TO BE DONE.
1. In two sentences, summarize the excerpt on Bjork's desirable difficulties.
2. Duplicate the excerpt on Bjork's desirable difficulties from "The Ebbinghaus forgetting" to "be introduced progressively.".
3. Go on with the passage about Bjork's desirable difficulties, starting after its final sentence.

EXCERPT PROVIDED.
[start]
The EEF Teaching and Learning Toolkit, which aggregates evidence across thousands of studies, assigns formative assessment strategies (which include retrieval practice) approximately four months of additional progress, and metacognition and self-regulated learning approximately seven months. Both of these are mechanisms through which desirable difficulties operate: students who understand why spacing and retrieval are beneficial are better at self-regulating their study than those who follow their intuitions, which, as Bjork's work shows, tend to be systematically wrong.

The Ebbinghaus forgetting curve is the empirical foundation for spacing: Bjork's theory of why spacing works is the most complete account of this well-established phenomenon. Working memory research, particularly Baddeley's model, provides a complementary framework for understanding why cognitive load theory and desirable difficulties must be balanced: novice learners whose working memory is fully taxed by the surface demands of a task may not have cognitive capacity available to benefit from interleaving or generation effects. Scaffolding appropriately reduces cognitive load for novices, creating the conditions under which desirable difficulties can be introduced progressively.

Common Misconceptions About Bjork's Work

Bjork's ideas are increasingly cited in teacher training and CPD materials, but several misconceptions have attached themselves to the framework. Addressing these directly prevents misapplication in classrooms.

Misconception 1: Desirable difficulties work for all learners equally. They do not. Bjork's research has been conducted primarily with adults who have sufficient prior knowledge to engage in productive retrieval attempts. For absolute beginners, the generation effect requires enough prior knowledge to produce a plausible attempt. Without it, generation simply produces blank responses and no learning benefit. Retrieval practice is similarly limited for students with very low prior knowledge; you cannot retrieve what was never encoded. Scaffolding and direct instruction must precede and support the introduction of desirable difficulties, particularly for younger learners or those with limited subject knowledge.

Misconception 2: Bjork argues against explicit teaching. He does not. Bjork's framework concerns the conditions for practice, review, and assessment. The generation effect works because a correct answer is subsequently provided; without explicit teaching, generation without feedback has no learning benefit. Bjork's research complements, rather than contradicts, direct instruction: teach explicitly, then create the conditions for effortful retrieval.

Misconception 3: Making lessons harder always helps. Difficulty is only desirable when it triggers the specific cognitive processes that increase storage strength (retrieval, discrimination, elaboration). Difficulty that arises from confusing presentation, lack of prerequisite knowledge, or unclear task design is simply undesirable difficulty: it imposes cognitive effort without producing learning gains. A badly designed worksheet is not a desirable difficulty.
[end]
SUPPLIED MATERIAL.
[start]
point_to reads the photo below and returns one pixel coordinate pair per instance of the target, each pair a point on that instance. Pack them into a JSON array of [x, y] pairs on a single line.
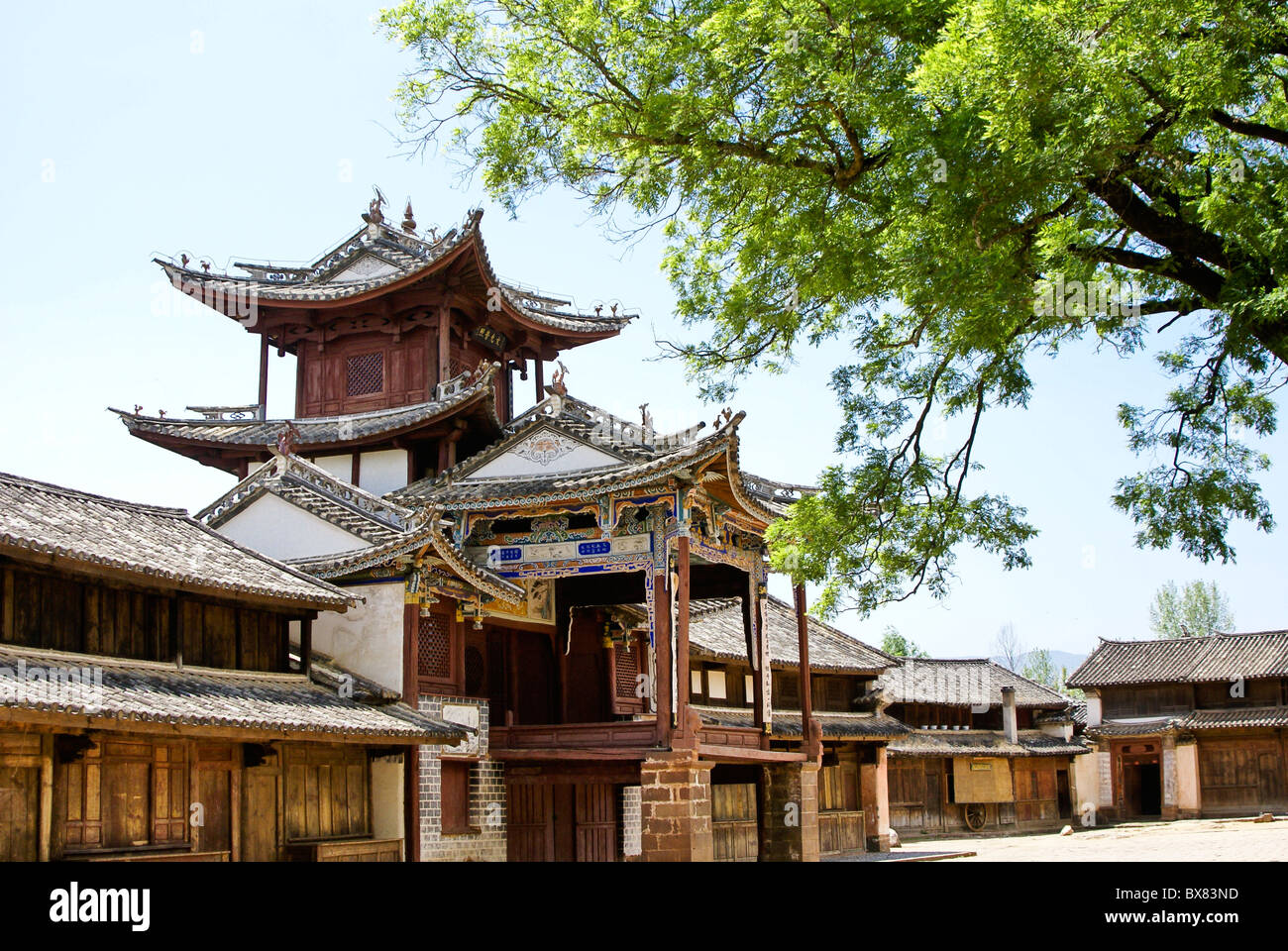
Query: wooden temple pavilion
[[986, 749], [1186, 727], [853, 808], [149, 702], [527, 577]]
[end]
EXERCISE RESPONSES.
1. Bjork's desirable difficulties are tied to evidence from the EEF Toolkit, the Ebbinghaus forgetting curve, and working memory research, with scaffolding reducing cognitive load for novices so that difficulties can be introduced progressively. Three misconceptions are then corrected: desirable difficulties do not work equally for all learners, Bjork does not argue against explicit teaching, and difficulty helps only when it triggers retrieval, discrimination, or elaboration rather than arising from confusing presentation, missing prerequisite knowledge, or unclear task design.

2.
The Ebbinghaus forgetting curve is the empirical foundation for spacing: Bjork's theory of why spacing works is the most complete account of this well-established phenomenon. Working memory research, particularly Baddeley's model, provides a complementary framework for understanding why cognitive load theory and desirable difficulties must be balanced: novice learners whose working memory is fully taxed by the surface demands of a task may not have cognitive capacity available to benefit from interleaving or generation effects. Scaffolding appropriately reduces cognitive load for novices, creating the conditions under which desirable difficulties can be introduced progressively.

3.
Misconception 4: Bjork's research means students should never re-read notes. Re-reading is not always useless. It is most useful in the first pass through new material, when students are building a basic schema. The problem is when re-reading replaces retrieval practice during revision. Once material has been initially learned, re-reading produces poor returns compared to retrieval, and students who conflate fluent re-reading with learning are deceived by their own performance.

Misconception 5: Testing hurts low-confidence students. Some teachers worry that low-stakes testing will damage the confidence of students who frequently fail to retrieve material. The research literature, including classroom studies by Pooja Agarwal and colleagues, consistently shows that retrieval practice is beneficial for low-attaining students when implemented correctly, which means low-stakes, normalised as a routine tool rather than an evaluative tool, and followed by feedback on what was not retrieved. What damages confidence is high-stakes retrieval with public consequences for failure, not retrieval practice itself.

Applying Bjork's Framework: Planning Principles for Your Classroom

Translating Bjork's research into classroom practice does not require wholesale curriculum redesign. The following planning principles are achievable within existing timetable and curriculum constraints.

Distribute reviews deliberately. When planning a unit, identify three or four moments after the main teaching phase where you will return to key content. These reviews should be spaced: one week after initial teaching, three weeks after, and again near an end-of-unit point. Each review should require retrieval, not just recognition. A five-minute starter that asks students to recall from memory, without reference to notes, is sufficient. The testing effect means this review is more efficient than re-teaching the same content.

Interleave practice during the middle of a unit. Once students have been taught at least two related topics or procedures, mix practice across both rather than practising each in isolation. Mixed problem sets are more difficult to create but produce substantially better transfer. This is especially valuable in Mathematics, Science, and Modern Foreign Languages, where procedural discrimination is central to the subject.

Use generation before explanation, where appropriate. Before teaching a new concept, ask students to attempt a related problem or recall a related idea from memory. The attempt does not need to be correct; the cognitive effort of the attempt primes encoding of the correct answer. A minute of silent independent thinking before an explanation costs almost nothing and produces a measurable benefit for retention.

Vary practice conditions. Avoid practising a skill always in the same format, context, or with the same materials. A student who has only ever written formal essays in response to printed prompts may not transfer their skill to a different format. Varied practice surfaces the deep structure of knowledge and supports the metacognition needed for self-regulated study.

Teach students about the performance-learning distinction. One of the most impactful things a teacher can do is explain directly to students why spacing and retrieval practice feel worse during study but produce better results. Students who understand the cognitive science behind their study strategies are more likely to choose effortful strategies over comfortable but ineffective ones. This is the bridge between Bjork's laboratory findings and the EEF's seven-month metacognition effect.

What Bjork's Research Does Not Tell Us

No account of Bjork's work should omit its limitations. Several are worth naming explicitly.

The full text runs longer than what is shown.